EXERCISE INSTRUCTIONS :: Render each line of the records below as a row in a Markdown table, skipping blank lines. Use two columns, "No." for the row number and "Text" for the line.

Position identification records ::
## Start

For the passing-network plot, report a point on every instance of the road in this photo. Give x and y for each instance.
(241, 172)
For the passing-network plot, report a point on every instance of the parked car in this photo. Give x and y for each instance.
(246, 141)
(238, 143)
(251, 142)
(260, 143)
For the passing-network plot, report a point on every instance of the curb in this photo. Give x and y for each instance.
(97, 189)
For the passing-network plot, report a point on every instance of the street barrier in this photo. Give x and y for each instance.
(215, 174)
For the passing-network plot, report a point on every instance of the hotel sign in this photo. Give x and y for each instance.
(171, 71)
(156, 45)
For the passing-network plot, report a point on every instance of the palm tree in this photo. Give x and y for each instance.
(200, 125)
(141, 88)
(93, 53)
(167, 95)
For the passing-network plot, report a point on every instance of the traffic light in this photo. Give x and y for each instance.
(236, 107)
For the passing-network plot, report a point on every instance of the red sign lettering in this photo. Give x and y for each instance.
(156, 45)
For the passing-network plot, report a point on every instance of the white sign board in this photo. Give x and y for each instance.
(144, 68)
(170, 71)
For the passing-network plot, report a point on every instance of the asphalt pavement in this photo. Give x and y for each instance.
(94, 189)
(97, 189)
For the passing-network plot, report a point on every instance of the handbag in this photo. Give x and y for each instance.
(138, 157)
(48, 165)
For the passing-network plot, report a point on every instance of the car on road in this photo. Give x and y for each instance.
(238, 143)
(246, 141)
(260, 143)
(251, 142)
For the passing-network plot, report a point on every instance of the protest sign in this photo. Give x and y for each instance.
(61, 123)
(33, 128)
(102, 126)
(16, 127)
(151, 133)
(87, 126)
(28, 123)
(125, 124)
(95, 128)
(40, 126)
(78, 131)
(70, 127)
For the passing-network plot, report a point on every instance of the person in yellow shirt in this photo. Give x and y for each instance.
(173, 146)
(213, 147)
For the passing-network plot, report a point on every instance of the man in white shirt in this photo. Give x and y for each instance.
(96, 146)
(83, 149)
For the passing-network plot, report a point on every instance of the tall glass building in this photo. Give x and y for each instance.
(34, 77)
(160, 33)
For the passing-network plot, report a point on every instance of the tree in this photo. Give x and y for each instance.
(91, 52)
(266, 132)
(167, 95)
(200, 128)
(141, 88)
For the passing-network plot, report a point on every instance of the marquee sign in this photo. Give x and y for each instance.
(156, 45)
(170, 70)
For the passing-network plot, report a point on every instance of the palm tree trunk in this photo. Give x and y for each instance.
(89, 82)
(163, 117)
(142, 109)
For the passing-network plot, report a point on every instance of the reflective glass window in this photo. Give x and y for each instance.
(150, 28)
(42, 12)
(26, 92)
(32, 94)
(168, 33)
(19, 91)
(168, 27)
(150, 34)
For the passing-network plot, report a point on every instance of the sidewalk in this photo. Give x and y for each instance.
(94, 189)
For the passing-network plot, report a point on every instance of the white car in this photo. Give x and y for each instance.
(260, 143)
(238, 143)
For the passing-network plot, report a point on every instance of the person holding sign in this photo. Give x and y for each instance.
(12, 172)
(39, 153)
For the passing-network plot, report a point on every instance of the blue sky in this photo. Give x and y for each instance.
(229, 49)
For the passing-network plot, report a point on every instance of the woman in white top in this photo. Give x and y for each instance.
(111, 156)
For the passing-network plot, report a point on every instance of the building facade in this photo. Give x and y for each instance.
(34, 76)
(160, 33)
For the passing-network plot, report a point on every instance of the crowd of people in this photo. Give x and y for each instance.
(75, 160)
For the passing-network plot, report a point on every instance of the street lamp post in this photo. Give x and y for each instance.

## End

COMPLETE OUTPUT ::
| No. | Text |
|---|---|
| 1 | For the passing-network plot, report a point on every instance of the road in this photo. Give x and y for each instance. |
| 2 | (241, 172) |
| 3 | For the passing-network plot, report a point on every instance of the parked car in this photo. Give x and y for each instance. |
| 4 | (246, 141) |
| 5 | (238, 143) |
| 6 | (251, 142) |
| 7 | (260, 143) |
| 8 | For the passing-network plot, report a point on every instance of the curb in this photo. Give x and y for each instance. |
| 9 | (97, 189) |
| 10 | For the passing-network plot, report a point on every instance of the street barrier in this photo. Give x and y for each instance. |
| 11 | (215, 174) |
| 12 | For the passing-network plot, report a point on every instance of the hotel sign in this photo. Give x and y for each instance. |
| 13 | (171, 71) |
| 14 | (156, 45) |
| 15 | For the passing-network plot, report a point on every instance of the palm tree in this photo. Give x and y for each instance. |
| 16 | (200, 125) |
| 17 | (141, 88) |
| 18 | (93, 53) |
| 19 | (167, 95) |
| 20 | For the passing-network plot, report a point on every instance of the traffic light in this photo. Give x and y for each instance. |
| 21 | (236, 107) |
| 22 | For the passing-network plot, report a point on every instance of the red sign lettering in this photo. Give x and y for each instance. |
| 23 | (156, 45) |
| 24 | For the passing-network plot, report a point on every instance of the white sign board in this photo. Give x and y for each instance. |
| 25 | (144, 68) |
| 26 | (170, 71) |
| 27 | For the passing-network plot, report a point on every instance of the asphalt pavement in this photo. Give x and y for each instance. |
| 28 | (94, 189) |
| 29 | (97, 189) |
| 30 | For the passing-network plot, report a point on every instance of the handbag in this photo. Give x and y for each instance. |
| 31 | (138, 157) |
| 32 | (48, 165) |
| 33 | For the passing-network plot, report a point on every instance of the car on road in this photo. Give x and y for each instance. |
| 34 | (238, 143) |
| 35 | (246, 141) |
| 36 | (260, 143) |
| 37 | (251, 142) |
| 38 | For the passing-network plot, report a point on every instance of the protest sign in this photo. Give x and y for each instance. |
| 39 | (61, 123) |
| 40 | (33, 128) |
| 41 | (102, 126) |
| 42 | (16, 127) |
| 43 | (151, 133) |
| 44 | (87, 126) |
| 45 | (28, 123) |
| 46 | (125, 124) |
| 47 | (95, 128) |
| 48 | (40, 126) |
| 49 | (78, 131) |
| 50 | (70, 127) |
| 51 | For the passing-network plot, report a point on every instance of the person in yellow shirt in this photo. Give x and y for each instance. |
| 52 | (173, 146) |
| 53 | (213, 147) |
| 54 | For the passing-network plot, report a point on every instance of the man in white shirt in this photo. Give x and y for each instance. |
| 55 | (96, 146) |
| 56 | (83, 149) |
| 57 | For the passing-network plot, report a point on every instance of the tall glass building in this photo. Give x and y for each instance. |
| 58 | (34, 77) |
| 59 | (160, 33) |
| 60 | For the passing-network plot, report a point on every instance of the tree in this photo. Give x and y for each instance. |
| 61 | (91, 52) |
| 62 | (266, 132) |
| 63 | (167, 95) |
| 64 | (200, 128) |
| 65 | (141, 88) |
| 66 | For the passing-network plot, report a point on every instance of the marquee sign in this photo. Give x and y for each instance. |
| 67 | (156, 45) |
| 68 | (170, 70) |
| 69 | For the passing-network plot, report a point on every instance of the palm tree trunk in this photo. Give x and y for each instance. |
| 70 | (89, 82) |
| 71 | (163, 117) |
| 72 | (142, 109) |
| 73 | For the passing-network plot, report a point on every instance of the reflective glass window in this photo. Give x and y for each instance. |
| 74 | (150, 28) |
| 75 | (42, 12) |
| 76 | (26, 92) |
| 77 | (32, 94) |
| 78 | (168, 33) |
| 79 | (19, 91) |
| 80 | (168, 27) |
| 81 | (150, 34) |
| 82 | For the passing-network plot, report a point on every instance of the sidewalk in this photo. Give x and y for each instance. |
| 83 | (94, 189) |
| 84 | For the passing-network plot, report a point on every instance of the white car in this photo. Give x and y for each instance. |
| 85 | (260, 143) |
| 86 | (238, 143) |
| 87 | For the passing-network plot, report a point on every instance of the person holding sign in this photo. Give x and y for each instance. |
| 88 | (12, 172) |
| 89 | (39, 153) |
| 90 | For the passing-network plot, report a point on every instance of the blue sky in this photo. Give x and y for each instance. |
| 91 | (229, 49) |
| 92 | For the passing-network plot, report a point on every instance of the woman in white top in this photo. Give x and y for each instance. |
| 93 | (111, 156) |
| 94 | For the passing-network plot, report a point on every instance of the building facade in this photo. Give x and y for each instance. |
| 95 | (34, 76) |
| 96 | (160, 33) |
| 97 | For the passing-network plot, report a point on every instance of the crowd of people in this photo. Give x and y for each instance. |
| 98 | (75, 160) |
| 99 | For the passing-network plot, report a point on every instance of the street lamp post in this photo. Give x and y for each instance. |